* WHAT TO PRODUCE
Would you please retype the records that follow, word for word?

(Referring expression grounding data)
****

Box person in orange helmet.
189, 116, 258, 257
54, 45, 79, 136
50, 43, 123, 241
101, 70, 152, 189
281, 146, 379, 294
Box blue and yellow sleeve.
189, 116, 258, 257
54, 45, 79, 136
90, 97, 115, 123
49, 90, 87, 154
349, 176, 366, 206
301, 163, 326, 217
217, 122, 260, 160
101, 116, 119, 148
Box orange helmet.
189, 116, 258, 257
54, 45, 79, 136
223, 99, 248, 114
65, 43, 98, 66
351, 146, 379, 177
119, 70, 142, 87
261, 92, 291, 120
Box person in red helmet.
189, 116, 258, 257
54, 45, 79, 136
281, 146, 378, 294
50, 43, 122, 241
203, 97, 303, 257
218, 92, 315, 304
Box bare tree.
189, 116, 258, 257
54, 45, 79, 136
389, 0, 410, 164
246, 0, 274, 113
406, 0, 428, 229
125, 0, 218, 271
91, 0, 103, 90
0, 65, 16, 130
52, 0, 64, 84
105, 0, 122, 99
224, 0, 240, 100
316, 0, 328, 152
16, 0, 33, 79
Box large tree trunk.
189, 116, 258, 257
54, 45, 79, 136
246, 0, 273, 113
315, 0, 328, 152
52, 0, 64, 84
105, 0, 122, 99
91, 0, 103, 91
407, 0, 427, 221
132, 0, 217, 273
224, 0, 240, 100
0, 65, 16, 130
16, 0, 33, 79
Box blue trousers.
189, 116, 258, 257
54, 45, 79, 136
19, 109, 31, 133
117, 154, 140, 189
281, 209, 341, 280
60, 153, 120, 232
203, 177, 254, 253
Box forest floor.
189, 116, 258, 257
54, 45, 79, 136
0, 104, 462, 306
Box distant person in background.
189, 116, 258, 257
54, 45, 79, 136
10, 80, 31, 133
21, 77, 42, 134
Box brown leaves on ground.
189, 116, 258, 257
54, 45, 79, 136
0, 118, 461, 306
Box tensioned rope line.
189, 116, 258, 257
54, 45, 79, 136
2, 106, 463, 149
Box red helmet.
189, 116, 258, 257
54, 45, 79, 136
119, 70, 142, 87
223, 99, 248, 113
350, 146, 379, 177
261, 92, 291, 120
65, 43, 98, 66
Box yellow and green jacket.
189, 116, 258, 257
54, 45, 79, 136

****

* TASK SOLUTION
Box person in orange helmet.
189, 116, 258, 257
54, 45, 79, 136
50, 43, 123, 241
101, 70, 152, 189
281, 146, 379, 294
Box blue and yellow sleeve.
189, 116, 258, 257
54, 45, 79, 136
90, 97, 115, 123
49, 90, 87, 154
349, 176, 366, 206
301, 163, 326, 217
217, 122, 260, 160
101, 116, 119, 148
Box orange helmet.
189, 116, 258, 257
54, 45, 79, 136
223, 99, 248, 114
65, 43, 98, 66
351, 146, 379, 177
119, 70, 142, 87
261, 92, 291, 120
Box person in red helmet.
189, 116, 258, 257
54, 45, 79, 136
281, 146, 378, 294
50, 43, 122, 241
203, 97, 303, 257
218, 92, 315, 304
Box bare tree.
189, 116, 258, 257
54, 45, 79, 136
389, 0, 410, 164
246, 0, 274, 113
406, 0, 428, 229
125, 0, 218, 271
91, 0, 103, 90
0, 65, 16, 130
52, 0, 64, 84
105, 0, 122, 99
224, 0, 240, 100
316, 0, 328, 152
16, 0, 33, 79
Box large tree trunk.
189, 116, 258, 257
54, 45, 79, 136
246, 0, 273, 113
315, 0, 328, 152
52, 0, 64, 84
105, 0, 122, 99
91, 0, 103, 91
407, 0, 427, 221
132, 0, 217, 273
224, 0, 240, 100
0, 65, 16, 130
16, 0, 33, 79
Box blue trousers.
189, 116, 258, 257
54, 45, 79, 136
19, 109, 31, 133
117, 154, 140, 189
281, 209, 341, 280
60, 153, 120, 232
203, 177, 254, 253
Box forest floor.
189, 116, 258, 257
54, 45, 79, 136
0, 104, 462, 306
Box distant person in background.
189, 116, 258, 257
54, 45, 79, 136
10, 80, 31, 133
21, 77, 42, 134
Box brown leaves on ground.
189, 116, 258, 257
54, 45, 79, 136
0, 118, 461, 306
Box tensioned rope line.
189, 116, 258, 257
54, 45, 79, 136
2, 106, 463, 149
Box red helmet.
189, 116, 258, 257
54, 45, 79, 136
119, 70, 142, 87
223, 99, 248, 113
350, 146, 379, 177
261, 92, 291, 120
65, 43, 98, 66
Box yellow and green jacket.
189, 116, 258, 257
54, 45, 79, 136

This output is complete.